(Dataset entries)
_ _ _

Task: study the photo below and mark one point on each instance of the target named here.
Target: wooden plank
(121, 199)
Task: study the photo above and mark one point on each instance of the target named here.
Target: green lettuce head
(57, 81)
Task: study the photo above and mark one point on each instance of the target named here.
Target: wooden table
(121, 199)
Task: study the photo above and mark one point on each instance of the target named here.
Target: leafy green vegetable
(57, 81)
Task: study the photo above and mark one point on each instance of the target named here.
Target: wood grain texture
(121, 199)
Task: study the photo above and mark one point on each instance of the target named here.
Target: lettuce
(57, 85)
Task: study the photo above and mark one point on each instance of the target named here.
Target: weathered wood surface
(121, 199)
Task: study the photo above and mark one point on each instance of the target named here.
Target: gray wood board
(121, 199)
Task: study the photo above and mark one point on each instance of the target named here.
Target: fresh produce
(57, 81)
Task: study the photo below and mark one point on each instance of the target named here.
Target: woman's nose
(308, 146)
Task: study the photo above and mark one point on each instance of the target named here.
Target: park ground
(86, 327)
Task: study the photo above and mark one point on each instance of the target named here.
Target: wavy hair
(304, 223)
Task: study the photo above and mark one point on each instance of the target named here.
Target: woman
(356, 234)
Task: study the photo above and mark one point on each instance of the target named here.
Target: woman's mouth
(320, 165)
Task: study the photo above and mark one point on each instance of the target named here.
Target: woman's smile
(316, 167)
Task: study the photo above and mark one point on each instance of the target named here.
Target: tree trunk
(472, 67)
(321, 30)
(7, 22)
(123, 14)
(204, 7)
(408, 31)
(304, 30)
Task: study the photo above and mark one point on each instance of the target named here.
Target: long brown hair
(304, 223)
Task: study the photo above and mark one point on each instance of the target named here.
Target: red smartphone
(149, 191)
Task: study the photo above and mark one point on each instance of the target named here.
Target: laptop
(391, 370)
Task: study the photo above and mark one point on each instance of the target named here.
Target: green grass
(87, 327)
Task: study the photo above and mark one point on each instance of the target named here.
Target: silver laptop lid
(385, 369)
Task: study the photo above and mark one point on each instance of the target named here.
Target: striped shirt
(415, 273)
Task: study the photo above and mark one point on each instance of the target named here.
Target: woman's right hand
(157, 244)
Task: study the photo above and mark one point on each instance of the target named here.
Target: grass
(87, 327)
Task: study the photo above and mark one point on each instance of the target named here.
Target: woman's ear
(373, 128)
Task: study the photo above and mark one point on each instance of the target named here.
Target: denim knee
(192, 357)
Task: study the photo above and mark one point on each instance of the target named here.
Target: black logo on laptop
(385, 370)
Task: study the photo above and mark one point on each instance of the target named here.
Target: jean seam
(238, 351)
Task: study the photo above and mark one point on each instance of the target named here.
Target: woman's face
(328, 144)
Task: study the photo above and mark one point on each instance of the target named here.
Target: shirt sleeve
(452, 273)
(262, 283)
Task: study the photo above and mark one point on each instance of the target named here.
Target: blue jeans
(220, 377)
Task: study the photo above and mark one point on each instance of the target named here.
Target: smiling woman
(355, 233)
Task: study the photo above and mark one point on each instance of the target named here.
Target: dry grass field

_ _ _

Activity ::
Word for word, write out the data.

Task result ::
Task: study the photo below and mark one point on each instance of the target named here.
Target: wooden plank
(121, 199)
Task: study the photo above and mark one point on each instance of the target named here.
Target: green lettuce head
(57, 81)
Task: study the photo above and mark one point on each instance of the target named here.
Target: wooden table
(121, 199)
Task: study the photo above and mark one point on each instance of the target named here.
Target: leafy green vegetable
(57, 81)
Task: study the photo above and mark one point on each instance of the target named here.
Target: wood grain texture
(121, 199)
Task: study the photo above and mark one point on each instance of the target named here.
Target: lettuce
(57, 85)
Task: study the photo above and mark one point on each instance of the target named here.
Target: weathered wood surface
(121, 199)
Task: study the photo above and mark one point on each instance of the target named here.
Target: gray wood board
(121, 199)
Task: study the photo above and mark one point on each instance of the target named here.
Target: fresh produce
(57, 81)
Task: study the photo below and mark one point on each instance of the target named here.
Target: woman's nose
(308, 146)
Task: study the photo above and mark one point on each instance of the target named here.
Target: park ground
(86, 327)
Task: study the photo above and mark one point on each instance of the target named here.
Target: wavy hair
(304, 223)
Task: study the photo above and mark one point on each instance of the target named here.
Target: woman
(356, 234)
Task: study the photo above and mark one point on each instance of the target named here.
Target: woman's mouth
(320, 165)
Task: study the photo above and mark one point on each instance of the target named here.
Target: woman's smile
(316, 167)
Task: study the photo above and mark one point on each instance of the target named here.
Target: tree trunk
(472, 67)
(321, 30)
(7, 22)
(123, 14)
(204, 7)
(408, 31)
(304, 30)
Task: study the photo above and mark one point on each instance of the target named here.
Target: long brown hair
(304, 223)
Task: study the photo above and mark one point on each instance of the target named here.
Target: red smartphone
(149, 191)
Task: study the photo above and mark one point on each instance of the target named here.
Target: laptop
(391, 370)
Task: study the photo above and mark one point on each instance of the target named here.
Target: green grass
(87, 327)
Task: study the photo above and mark one point on each instance of the target named here.
Target: silver laptop lid
(385, 369)
Task: study the photo above and mark one point on each instance of the target named here.
Target: striped shirt
(415, 273)
Task: study the photo above and mark one point on each instance of the target named here.
Target: woman's right hand
(157, 244)
Task: study the photo above and mark one point on each instance of the target named here.
Target: grass
(87, 327)
Task: study the photo above and mark one point on each instance of the target named here.
Target: woman's ear
(373, 128)
Task: study the photo above and mark one point on each instance of the target named here.
Target: denim knee
(192, 357)
Task: study the photo above and mark one point on each instance of the target named here.
Target: black logo on laptop
(385, 370)
Task: study the photo above and mark one point on each instance of the target named here.
Target: jean seam
(238, 351)
Task: study the photo above and mark one point on each instance of the target named here.
Target: woman's face
(328, 144)
Task: study the photo above and mark one point on each instance of the target named here.
Target: shirt sleeve
(452, 273)
(262, 283)
Task: study the photo above and mark one point on each instance of the target named here.
Target: blue jeans
(220, 377)
Task: study the photo above and mark one point on each instance of the target named here.
Target: smiling woman
(355, 233)
Task: study the photo above and mark one point on each instance of the target named here.
Target: dry grass field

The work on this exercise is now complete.